> _PROBLEM REQUIREMENTS_:
Give the records below as a two-column CSV with the header text,answer and one row per record. Put each record's text and its answer in their own quoted fields, with line breaks turned into spaces.

> _DATA PROVIDED_:
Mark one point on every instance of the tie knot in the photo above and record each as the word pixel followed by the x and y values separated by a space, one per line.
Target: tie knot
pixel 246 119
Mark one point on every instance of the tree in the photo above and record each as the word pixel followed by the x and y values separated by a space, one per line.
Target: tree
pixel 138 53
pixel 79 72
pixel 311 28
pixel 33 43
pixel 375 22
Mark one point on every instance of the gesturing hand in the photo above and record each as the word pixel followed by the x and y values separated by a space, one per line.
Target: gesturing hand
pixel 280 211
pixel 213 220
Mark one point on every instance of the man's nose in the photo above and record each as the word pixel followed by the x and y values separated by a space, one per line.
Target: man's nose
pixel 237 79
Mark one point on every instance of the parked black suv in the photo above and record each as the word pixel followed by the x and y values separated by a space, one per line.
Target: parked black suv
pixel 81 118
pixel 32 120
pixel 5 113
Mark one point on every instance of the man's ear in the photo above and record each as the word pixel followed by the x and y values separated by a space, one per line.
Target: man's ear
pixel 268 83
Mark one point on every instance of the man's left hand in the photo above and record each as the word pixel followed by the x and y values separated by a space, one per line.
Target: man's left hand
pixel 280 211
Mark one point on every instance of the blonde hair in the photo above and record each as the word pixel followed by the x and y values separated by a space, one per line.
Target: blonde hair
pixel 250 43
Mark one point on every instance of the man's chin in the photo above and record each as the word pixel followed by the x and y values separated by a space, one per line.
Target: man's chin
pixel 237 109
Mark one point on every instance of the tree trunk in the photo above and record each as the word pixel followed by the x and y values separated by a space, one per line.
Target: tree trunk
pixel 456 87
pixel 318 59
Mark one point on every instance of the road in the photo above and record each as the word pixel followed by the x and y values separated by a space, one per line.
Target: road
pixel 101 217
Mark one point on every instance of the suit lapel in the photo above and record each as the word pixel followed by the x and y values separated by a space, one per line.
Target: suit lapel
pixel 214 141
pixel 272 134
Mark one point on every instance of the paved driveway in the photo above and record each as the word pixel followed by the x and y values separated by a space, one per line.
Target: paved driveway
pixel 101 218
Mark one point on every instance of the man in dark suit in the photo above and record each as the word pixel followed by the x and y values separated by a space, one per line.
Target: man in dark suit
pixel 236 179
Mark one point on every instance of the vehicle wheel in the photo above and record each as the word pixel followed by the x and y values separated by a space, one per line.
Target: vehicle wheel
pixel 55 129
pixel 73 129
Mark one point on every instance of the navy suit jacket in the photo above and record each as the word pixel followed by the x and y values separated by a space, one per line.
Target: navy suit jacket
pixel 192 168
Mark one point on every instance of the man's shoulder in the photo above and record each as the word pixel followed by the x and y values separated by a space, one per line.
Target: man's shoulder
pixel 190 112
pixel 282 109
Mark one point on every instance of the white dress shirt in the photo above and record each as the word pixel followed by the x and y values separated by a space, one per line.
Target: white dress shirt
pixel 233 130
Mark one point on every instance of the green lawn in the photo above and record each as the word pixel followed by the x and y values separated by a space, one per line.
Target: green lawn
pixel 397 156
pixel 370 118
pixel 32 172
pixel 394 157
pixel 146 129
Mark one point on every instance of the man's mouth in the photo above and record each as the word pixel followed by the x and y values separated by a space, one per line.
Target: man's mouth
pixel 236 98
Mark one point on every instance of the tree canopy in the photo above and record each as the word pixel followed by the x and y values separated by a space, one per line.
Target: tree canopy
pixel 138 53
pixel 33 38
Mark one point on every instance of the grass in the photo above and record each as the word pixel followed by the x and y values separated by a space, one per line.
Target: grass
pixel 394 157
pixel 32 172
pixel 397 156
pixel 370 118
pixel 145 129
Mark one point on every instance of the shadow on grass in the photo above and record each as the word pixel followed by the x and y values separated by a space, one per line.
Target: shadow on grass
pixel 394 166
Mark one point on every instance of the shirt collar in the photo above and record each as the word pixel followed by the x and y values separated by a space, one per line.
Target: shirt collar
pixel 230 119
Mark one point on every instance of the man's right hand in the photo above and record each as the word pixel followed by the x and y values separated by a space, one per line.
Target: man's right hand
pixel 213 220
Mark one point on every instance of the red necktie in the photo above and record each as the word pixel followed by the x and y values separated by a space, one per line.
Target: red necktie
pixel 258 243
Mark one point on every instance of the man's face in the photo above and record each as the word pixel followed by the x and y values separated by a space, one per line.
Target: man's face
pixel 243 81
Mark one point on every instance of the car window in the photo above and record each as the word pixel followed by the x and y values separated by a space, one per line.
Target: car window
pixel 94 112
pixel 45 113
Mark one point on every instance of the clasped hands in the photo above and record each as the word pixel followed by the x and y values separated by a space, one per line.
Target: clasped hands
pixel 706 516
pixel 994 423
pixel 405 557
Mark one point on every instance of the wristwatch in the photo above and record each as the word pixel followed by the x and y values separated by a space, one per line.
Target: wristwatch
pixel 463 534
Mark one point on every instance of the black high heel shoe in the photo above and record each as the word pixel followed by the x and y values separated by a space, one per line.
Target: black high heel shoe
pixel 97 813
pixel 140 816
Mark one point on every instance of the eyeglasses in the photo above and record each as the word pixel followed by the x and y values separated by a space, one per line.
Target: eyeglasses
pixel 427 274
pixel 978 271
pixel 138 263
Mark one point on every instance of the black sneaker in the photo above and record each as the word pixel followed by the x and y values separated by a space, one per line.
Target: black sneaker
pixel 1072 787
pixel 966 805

> _OUTPUT FOR THIS EXERCISE_:
text,answer
"Mark one point on every instance of the tie knot in the photo above and record each as the word pixel followed by the x and y values separated by a space, one per line. Target: tie knot","pixel 246 119"
"Mark one point on every instance of the tree in the photo above and record each as the word pixel followed by the x and y values separated by a space, one per line. Target: tree","pixel 138 53 pixel 79 72 pixel 311 28 pixel 33 43 pixel 375 22"
"Mark one point on every instance of the gesturing hand in the photo above and record each as the word pixel followed by the x and y values separated by a space, one per line. Target: gesturing hand","pixel 280 211 pixel 213 220"
"Mark one point on every instance of the man's nose in the photo above and record each as the word pixel followed by the x and y values separated by a space, one per line. Target: man's nose","pixel 237 79"
"Mark one point on every instance of the parked black suv in the photo above and record each as the word pixel followed by the x and y values separated by a space, one per line. Target: parked black suv","pixel 81 118 pixel 32 120 pixel 5 113"
"Mark one point on every instance of the man's ear in the photo above and record each as the word pixel followed by the x and y values separated by a space, one per line. Target: man's ear","pixel 268 83"
"Mark one point on every instance of the man's left hand in the photo above and record each as the word pixel followed by the x and y values separated by a space, one per line. Target: man's left hand","pixel 280 211"
"Mark one point on every instance of the blonde hair in the photo above and record each as the word pixel followed by the x and y values separated by a space, one per line. Target: blonde hair","pixel 250 43"
"Mark one point on every instance of the man's chin in the photo above and record each as the word pixel followed by the x and y values separated by a space, one per line. Target: man's chin","pixel 237 109"
"Mark one point on every instance of the tree trunk in the photo above and record each as the word pixel followed by the x and y values separated by a space, one per line. Target: tree trunk","pixel 456 87 pixel 318 59"
"Mark one point on every instance of the road in the photo above and record each as the word pixel followed by the x and y values separated by a space, one per line. Target: road","pixel 101 217"
"Mark one point on every instance of the suit lapel in the photo above and record each as the word pixel followed by the x and y values separated by a space, one per line. Target: suit lapel","pixel 214 141 pixel 272 134"
"Mark one point on every instance of the paved driveway in the photo above and record each as the word pixel followed by the x and y values separated by a space, one per line. Target: paved driveway","pixel 101 218"
"Mark one point on every instance of the man in dark suit in the photo above and record each as the word pixel followed by the x and y values separated by a space, one per line. Target: man in dark suit","pixel 236 179"
"Mark one point on every instance of the vehicle wheel in the photo above and record each as the word pixel followed by the x and y values separated by a space, one per line. Target: vehicle wheel","pixel 55 129 pixel 73 129"
"Mark one point on every instance of the navy suit jacket in the photo above and record each as the word pixel followed by the x and y values separated by a space, one per line. Target: navy suit jacket","pixel 192 168"
"Mark one point on every instance of the man's shoulder in the photo above and record each as the word pixel followed by the x and y values separated by a space, one per line. Target: man's shoulder","pixel 190 112 pixel 282 109"
"Mark one point on every instance of the white dress shirt in the photo above and record each as the word pixel followed by the x and y values separated by a space, one per line. Target: white dress shirt","pixel 233 130"
"Mark one point on every instance of the green lawn in the photo above and record each as the word pixel followed by the x and y values separated by a space, one per line. Target: green lawn","pixel 397 156 pixel 370 118 pixel 32 172 pixel 394 157 pixel 146 129"
"Mark one point on every instance of the man's mouth in the photo above and record each as the word pixel followed by the x and y values separated by a space, one per line. Target: man's mouth","pixel 236 98"
"Mark one point on every instance of the tree canopy in the photo above and record each as the word pixel followed by the x and y values separated by a space, one per line. Target: tree canopy","pixel 138 53 pixel 33 38"
"Mark one point on every instance of the grass in the photo above and record each as the word pixel followed by the x and y values separated by a space, one per line. Target: grass","pixel 394 157 pixel 32 172 pixel 397 156 pixel 370 118 pixel 145 129"
"Mark one point on every instance of the shadow on grass in the photo above and record each as the word pixel followed by the x and y values separated by a space, one per line. Target: shadow on grass","pixel 394 166"
"Mark one point on every instance of the shirt collar in the photo above and record each as the word pixel followed by the x and y values separated by a space, one per line. Target: shirt collar","pixel 230 119"
"Mark one point on every instance of the man's right hand in the photo above and record each as the word pixel followed by the x and y values separated by a space, one per line. Target: man's right hand","pixel 213 220"
"Mark one point on every instance of the red necktie in the photo above and record each as the word pixel followed by the x and y values separated by a space, one per line. Target: red necktie","pixel 258 243"
"Mark one point on every instance of the man's face in the photo above and record each as the word pixel followed by the x and y values separated by a space, one per line. Target: man's face","pixel 243 81"
"Mark one point on every instance of the car window in the photo above and record each as the word pixel followed by the x and y values separated by a space, one per line. Target: car window","pixel 94 112 pixel 45 113"
"Mark one point on every instance of the clasped hands in the photo above and record each as the word pixel followed by the x and y values separated by a space, one per line. Target: clasped hands","pixel 706 516 pixel 994 423 pixel 405 557"
"Mark one point on every instance of the wristwatch in the photo above and record each as the word pixel followed by the x and y values separated by a space, one per line. Target: wristwatch","pixel 463 534"
"Mark one point on every instance of the black high heel shoe in the photo above and record each as the word pixel followed by the x and y values separated by a space, one per line. Target: black high heel shoe","pixel 97 813 pixel 140 816"
"Mark one point on every instance of the eyeglasses in the photo above and record each as the word pixel followed by the x and y values separated by a space, one per line. Target: eyeglasses","pixel 427 274 pixel 978 271 pixel 138 263"
"Mark one point on every instance of the black sneaker in the photo above and record each as the word pixel followed by the x and y values separated by a space, one per line. Target: black sneaker","pixel 1072 787 pixel 966 805"